- **Task input**:
——

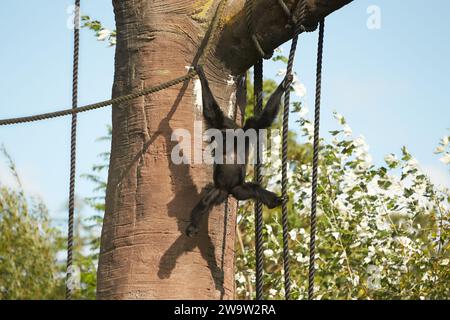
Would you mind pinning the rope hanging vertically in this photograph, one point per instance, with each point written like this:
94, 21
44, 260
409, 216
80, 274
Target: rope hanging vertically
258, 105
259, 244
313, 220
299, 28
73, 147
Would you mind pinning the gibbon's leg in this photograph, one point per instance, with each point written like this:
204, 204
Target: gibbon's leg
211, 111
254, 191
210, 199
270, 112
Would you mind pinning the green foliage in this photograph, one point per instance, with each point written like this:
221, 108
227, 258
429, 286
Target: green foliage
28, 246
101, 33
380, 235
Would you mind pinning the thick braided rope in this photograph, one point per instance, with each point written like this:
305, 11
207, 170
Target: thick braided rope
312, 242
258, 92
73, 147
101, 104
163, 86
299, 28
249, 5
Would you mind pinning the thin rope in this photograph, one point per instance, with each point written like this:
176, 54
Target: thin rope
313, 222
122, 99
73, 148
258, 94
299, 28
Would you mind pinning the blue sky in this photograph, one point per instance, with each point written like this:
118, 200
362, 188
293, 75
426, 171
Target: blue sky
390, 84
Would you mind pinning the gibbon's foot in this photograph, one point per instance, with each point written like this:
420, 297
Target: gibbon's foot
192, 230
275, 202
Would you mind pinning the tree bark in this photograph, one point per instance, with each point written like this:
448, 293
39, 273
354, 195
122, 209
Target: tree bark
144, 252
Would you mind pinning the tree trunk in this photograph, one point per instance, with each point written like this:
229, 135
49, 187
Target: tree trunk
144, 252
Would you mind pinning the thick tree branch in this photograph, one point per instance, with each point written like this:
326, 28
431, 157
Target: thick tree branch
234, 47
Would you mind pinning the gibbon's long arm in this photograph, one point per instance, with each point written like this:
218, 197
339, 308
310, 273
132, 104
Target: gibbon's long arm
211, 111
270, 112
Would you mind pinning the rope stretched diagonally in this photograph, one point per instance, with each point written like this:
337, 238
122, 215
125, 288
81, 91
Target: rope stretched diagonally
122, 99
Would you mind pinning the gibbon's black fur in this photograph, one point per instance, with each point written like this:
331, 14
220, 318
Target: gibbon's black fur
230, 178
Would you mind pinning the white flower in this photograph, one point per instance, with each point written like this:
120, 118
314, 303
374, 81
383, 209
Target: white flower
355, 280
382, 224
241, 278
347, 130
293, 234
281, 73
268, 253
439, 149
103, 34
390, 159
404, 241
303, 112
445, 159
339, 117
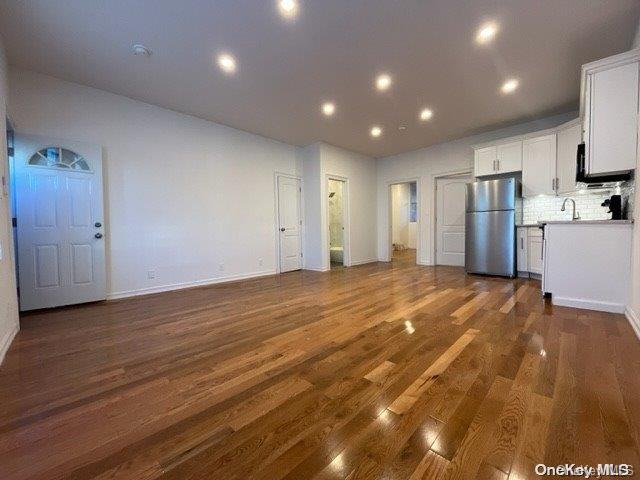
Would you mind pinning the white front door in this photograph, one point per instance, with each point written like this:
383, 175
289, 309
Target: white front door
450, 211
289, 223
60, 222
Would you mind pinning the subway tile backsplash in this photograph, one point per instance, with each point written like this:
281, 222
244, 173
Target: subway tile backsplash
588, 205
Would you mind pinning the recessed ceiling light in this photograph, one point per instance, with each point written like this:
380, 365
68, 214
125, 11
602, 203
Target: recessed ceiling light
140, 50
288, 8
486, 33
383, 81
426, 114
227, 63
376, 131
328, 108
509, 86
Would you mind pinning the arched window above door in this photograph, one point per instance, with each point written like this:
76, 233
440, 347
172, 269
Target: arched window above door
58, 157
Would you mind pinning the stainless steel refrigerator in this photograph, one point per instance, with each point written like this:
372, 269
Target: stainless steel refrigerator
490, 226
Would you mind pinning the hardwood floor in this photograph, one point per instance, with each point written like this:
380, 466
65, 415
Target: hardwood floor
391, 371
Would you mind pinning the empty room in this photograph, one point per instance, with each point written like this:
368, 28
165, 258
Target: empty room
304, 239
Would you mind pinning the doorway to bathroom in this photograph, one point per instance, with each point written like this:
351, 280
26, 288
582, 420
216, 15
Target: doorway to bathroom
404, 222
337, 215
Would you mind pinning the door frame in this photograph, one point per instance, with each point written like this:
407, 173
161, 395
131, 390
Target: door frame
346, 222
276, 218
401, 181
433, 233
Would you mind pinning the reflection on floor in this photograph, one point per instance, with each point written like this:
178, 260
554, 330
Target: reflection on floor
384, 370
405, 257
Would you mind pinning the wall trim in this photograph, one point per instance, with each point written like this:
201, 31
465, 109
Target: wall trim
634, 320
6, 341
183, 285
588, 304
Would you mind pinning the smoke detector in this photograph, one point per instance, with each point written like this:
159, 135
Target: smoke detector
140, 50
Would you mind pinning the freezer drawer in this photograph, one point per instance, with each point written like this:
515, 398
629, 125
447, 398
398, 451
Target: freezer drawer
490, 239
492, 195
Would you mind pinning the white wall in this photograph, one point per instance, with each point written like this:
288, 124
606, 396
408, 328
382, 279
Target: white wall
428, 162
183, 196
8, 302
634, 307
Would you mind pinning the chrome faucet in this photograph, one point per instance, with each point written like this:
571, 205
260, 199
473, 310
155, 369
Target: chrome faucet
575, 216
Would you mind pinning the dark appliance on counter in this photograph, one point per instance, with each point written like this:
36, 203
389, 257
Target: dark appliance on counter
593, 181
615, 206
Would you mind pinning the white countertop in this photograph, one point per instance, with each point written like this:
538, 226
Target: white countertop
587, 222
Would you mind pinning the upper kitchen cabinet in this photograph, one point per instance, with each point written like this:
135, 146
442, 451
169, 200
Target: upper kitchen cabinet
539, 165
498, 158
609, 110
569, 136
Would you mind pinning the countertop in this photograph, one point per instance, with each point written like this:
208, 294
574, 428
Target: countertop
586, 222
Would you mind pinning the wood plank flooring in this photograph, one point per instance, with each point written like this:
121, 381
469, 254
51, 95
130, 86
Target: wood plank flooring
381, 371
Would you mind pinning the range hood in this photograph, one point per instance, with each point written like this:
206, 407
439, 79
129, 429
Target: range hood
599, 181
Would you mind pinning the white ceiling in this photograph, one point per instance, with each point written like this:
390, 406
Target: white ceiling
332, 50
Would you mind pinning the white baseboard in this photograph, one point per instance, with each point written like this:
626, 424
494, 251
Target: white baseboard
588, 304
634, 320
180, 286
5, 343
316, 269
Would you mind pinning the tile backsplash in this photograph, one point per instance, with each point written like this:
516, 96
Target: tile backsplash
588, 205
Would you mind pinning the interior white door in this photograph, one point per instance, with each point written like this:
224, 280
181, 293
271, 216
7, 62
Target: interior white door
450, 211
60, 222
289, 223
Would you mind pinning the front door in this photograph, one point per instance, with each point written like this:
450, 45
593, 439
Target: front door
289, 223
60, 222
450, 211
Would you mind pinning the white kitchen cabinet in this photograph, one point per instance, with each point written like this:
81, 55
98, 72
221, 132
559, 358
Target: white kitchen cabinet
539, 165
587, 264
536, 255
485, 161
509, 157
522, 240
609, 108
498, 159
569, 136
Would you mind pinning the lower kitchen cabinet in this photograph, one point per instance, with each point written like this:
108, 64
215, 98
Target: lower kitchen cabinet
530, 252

——

- **What to do**: Give the entries above again word for word, without any pictures.

- **Output below**:
Would you mind pinning the rope hanging vertically in this photograph, one point per instance, with each point written like this:
94, 21
44, 260
409, 216
80, 274
Target: rope hanging vertically
258, 105
259, 244
313, 220
299, 28
73, 147
Would you mind pinning the gibbon's leg in this photograph, one point per instance, with each point written like this:
204, 204
Target: gibbon's leg
211, 111
254, 191
210, 199
270, 112
Would you mind pinning the green foliage in this photograph, one point per instance, with each point written like this:
221, 108
227, 258
429, 286
Target: green foliage
28, 246
101, 33
380, 235
Would you mind pinning the thick braided rope in this photograph, one point per instance, with each point written like this:
305, 11
207, 170
Target: thick braided rope
312, 242
258, 92
73, 147
101, 104
163, 86
299, 28
249, 5
Would you mind pinning the thin rope in this photograph, one point per instance, with each point written like this:
176, 54
Target: thin rope
313, 222
122, 99
73, 148
258, 94
299, 28
Would you mind pinning the blue sky in this photograph, one point per instance, with each point written like this:
118, 200
362, 188
293, 75
426, 171
Target: blue sky
390, 84
Would you mind pinning the gibbon's foot in this photograph, one point per instance, with each point written like this:
420, 297
Target: gibbon's foot
192, 230
275, 202
Would you mind pinning the tree bark in this photograph, one point per instance, with each point written like this:
448, 293
39, 273
354, 195
122, 209
Target: tree bark
144, 252
Would you mind pinning the tree trunk in this photograph, one point per instance, with each point written like this:
229, 135
49, 187
Target: tree trunk
144, 252
Would you mind pinning the thick tree branch in this photograph, one point per instance, with each point written like this:
326, 28
431, 157
Target: thick tree branch
234, 47
Would you mind pinning the gibbon's long arm in this photograph, one point per instance, with each point written like this:
218, 197
339, 308
310, 273
132, 104
Target: gibbon's long arm
211, 111
270, 112
Would you mind pinning the rope stretched diagonally in this photograph, one point per instance, with each point written like this:
337, 238
122, 215
125, 288
81, 91
Target: rope stretched diagonally
122, 99
Would you mind pinning the gibbon's black fur in this photograph, one point per instance, with each point written like this:
331, 14
220, 318
Target: gibbon's black fur
230, 178
Would you mind pinning the white flower in this photograph, one point per instance, with each point written like this:
120, 118
314, 303
374, 81
383, 209
Target: white flower
355, 280
382, 224
241, 278
347, 130
293, 234
281, 73
268, 253
439, 149
103, 34
390, 159
404, 241
303, 112
445, 159
339, 117
Would you mind pinning the white front door in this photograph, one point per instance, with each point written like this:
383, 175
289, 309
Target: white front door
450, 211
289, 223
60, 222
Would you mind pinning the subway tile backsplash in this photograph, one point per instance, with each point written like this:
281, 222
244, 173
Target: subway tile backsplash
588, 205
Would you mind pinning the recessed ceiling light in this photograph, one point per instance, with each point written like this:
380, 365
68, 214
125, 11
602, 203
Target: recessed ceiling light
140, 50
288, 8
486, 33
383, 81
426, 114
227, 63
376, 131
328, 108
509, 86
Would you mind pinning the arched window above door in this photograph, one point per instance, with each point written like this:
76, 233
440, 347
172, 269
Target: arched window above door
58, 157
Would you mind pinning the stainless steel refrigerator in this photograph, one point per instance, with each point written like this:
372, 269
Target: stainless steel refrigerator
490, 226
Would you mind pinning the hardwood floor in this photograph, one point per instance, with each point written like this:
380, 466
65, 415
Target: hardwood floor
391, 371
Would you mind pinning the empty room in this photograph, one point per instance, with each point written like this:
368, 28
165, 258
Target: empty room
304, 239
Would you mind pinning the doorway to bathroom in this photograph, one point per instance, with each point written like this:
351, 280
26, 288
582, 420
216, 15
Target: doorway to bathroom
404, 222
337, 215
Would you mind pinning the door frame in this photograph, one point per instance, with each point written like this:
407, 173
161, 395
131, 390
Target: door frame
346, 222
276, 218
401, 181
433, 233
Would you mind pinning the reflection on floor in this photograph, one point per instance, with each point written like this:
178, 260
554, 330
Target: reflection on floor
384, 370
405, 257
Would you mind pinning the wall trim in this photograph, one point per instance, with each point written like this:
201, 31
465, 109
Target: wall trim
634, 320
6, 341
183, 285
588, 304
Would you mind pinning the smoke detector in this photograph, one point per instance, with each point written like this:
159, 135
Target: smoke detector
140, 50
Would you mind pinning the freezer drawer in this photograph, one point per instance, with each point written like this:
515, 398
629, 125
447, 398
398, 451
Target: freezer drawer
490, 239
492, 195
Would you mind pinning the white wall in this photograph, one point per instance, with each point written like this:
288, 124
606, 396
408, 328
382, 279
Target: white wall
428, 162
183, 196
8, 302
634, 307
Would you mind pinning the chrome faucet in this photograph, one point per instance, with each point written like this:
571, 205
260, 199
473, 310
155, 369
Target: chrome faucet
575, 216
Would you mind pinning the dark appliance on counter in this photograph, one point per instance, with each point written like this:
36, 203
389, 257
Target: dark appliance on counter
593, 181
615, 206
Would you mind pinning the white countertop in this photograph, one point per instance, with each point written like this:
538, 226
Target: white countertop
587, 222
Would you mind pinning the upper kitchen cabinet in this photograph, one point per instance, with each point written like this:
135, 146
442, 451
169, 200
Target: upper kitchen cabinet
539, 165
498, 158
609, 110
569, 136
Would you mind pinning the countertop in this photograph, one point per instance, with each point written like this:
208, 294
574, 428
Target: countertop
586, 222
Would you mind pinning the wood plank flooring in this photograph, one point per instance, with each point written like this:
121, 381
469, 254
51, 95
130, 86
Target: wood plank flooring
381, 371
Would you mind pinning the range hood in this photograph, one point per instance, with each point written like this:
206, 407
439, 79
129, 429
Target: range hood
599, 181
Would you mind pinning the white ceiling in this photograph, one point per instance, with each point written like this:
390, 406
Target: white ceiling
332, 50
Would you mind pinning the white baseboard in this photograph, one point per instance, with each point written like this:
626, 424
494, 251
Target: white baseboard
588, 304
634, 320
180, 286
5, 343
316, 269
Would you mind pinning the tile backsplash in this photograph, one point per instance, with each point written like this:
516, 96
Target: tile backsplash
588, 205
Would you mind pinning the interior white door in this photograph, one point per instance, with each point written like this:
224, 280
181, 293
271, 216
7, 62
Target: interior white door
450, 211
60, 222
289, 223
Would you mind pinning the front door in this photograph, one point per instance, with each point written like this:
450, 45
593, 439
Target: front door
289, 223
60, 222
450, 211
Would you mind pinning the white kitchen cabinet in this photograph, one point per instance, with each point written like this:
81, 55
98, 72
221, 132
559, 358
Target: white kitchen cabinet
539, 165
587, 264
536, 255
485, 161
509, 157
522, 240
609, 108
498, 159
569, 136
Would you mind pinning the lower kitchen cabinet in this photograph, one point per instance, with each point written like this:
108, 64
215, 98
Target: lower kitchen cabinet
530, 252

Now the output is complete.